Início » Impacto Positivo » Cegueira abre novas perspectivas para a cidade, diz Chris Downey
Cegueira abre novas perspectivas para a cidade, diz Chris Downey
Criador da Arch4Blind, arquiteto americano Chris Downey traz sua perspectiva sobre inclusão na arquitetura.
Por
Camila de Lira em 14 de agosto de 2023 6minutos de leitura
Chris Downey. (Foto: Fogg Studio)
Pioneiro no design acessível para pessoas cegas, o arquiteto norte-americano Chris Downey é a prova de que para enxergar o futuro das cidades, é preciso ir muito além do que se pode ver. Cego desde 2008, Downey não deixou de planejar construções e cidades e, de quebra, ainda traz uma provocação para planejadores urbanos: “quando você coloca o deficiente visual no centro do seu planejamento, a cidade fica melhor para todos”
Antes de falar das suas ideias é preciso entender um pouco da vida de Downey. Em 2008, quando completava 20 anos como arquiteto, o californiano descobriu um tumor no nervo ótico. A cirurgia que retirou o câncer – e salvou a sua vida – teve a perda completa da visão como efeito colateral.
Acostumado com a sua cidade, o seu bairro e, principalmente, a sua profissão, Downey arranjou uma maneira de unir o design, o planejamento urbano e a sua nova condição física. O resultado foi a Architecture for Blinds (Arch4Blind), escritório de arquitetura que presta consultoria com foco em criar espaços amigáveis para deficientes visuais.

Registros de uma coleção

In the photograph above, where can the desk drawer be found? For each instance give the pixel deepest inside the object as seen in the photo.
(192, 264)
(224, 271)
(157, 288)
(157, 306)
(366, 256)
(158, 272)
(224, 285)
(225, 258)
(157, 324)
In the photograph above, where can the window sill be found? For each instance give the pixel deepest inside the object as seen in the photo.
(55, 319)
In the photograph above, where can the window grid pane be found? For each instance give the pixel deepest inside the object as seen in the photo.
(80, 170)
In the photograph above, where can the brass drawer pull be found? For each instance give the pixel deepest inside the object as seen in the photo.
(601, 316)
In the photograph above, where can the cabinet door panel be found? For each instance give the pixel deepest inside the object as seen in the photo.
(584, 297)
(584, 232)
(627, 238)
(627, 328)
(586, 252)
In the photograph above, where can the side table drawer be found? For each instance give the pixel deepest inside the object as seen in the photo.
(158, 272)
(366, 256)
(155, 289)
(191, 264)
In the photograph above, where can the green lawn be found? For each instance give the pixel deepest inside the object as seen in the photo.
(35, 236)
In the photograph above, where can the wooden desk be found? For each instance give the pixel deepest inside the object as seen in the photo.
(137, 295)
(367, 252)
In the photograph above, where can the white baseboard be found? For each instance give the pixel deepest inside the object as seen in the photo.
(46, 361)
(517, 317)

▶ Sobre a tarefa
Prossiga com o texto sobre Chris Downey e a arquitetura para cegos, a partir do ponto em que ele termina.

▶ Espaço da resposta
Por meio do Arch4Blind, Downey divide o que ele chama de “out-sights”, uma brincadeira em inglês com a palavra “visões”. Ele divide conhecimentos que ganhou em design universal e arquitetura em geral depois que ele ficou cego. “Perder a visão fez de mim um arquiteto melhor”, afirma o designer que se tornou presidente da comissão da Califórnia para melhorar a acessibilidade das cidades do estado norte-americano. Foi depois da cegueira completa que Downey passou a sentir os espaços que ajudou a construir.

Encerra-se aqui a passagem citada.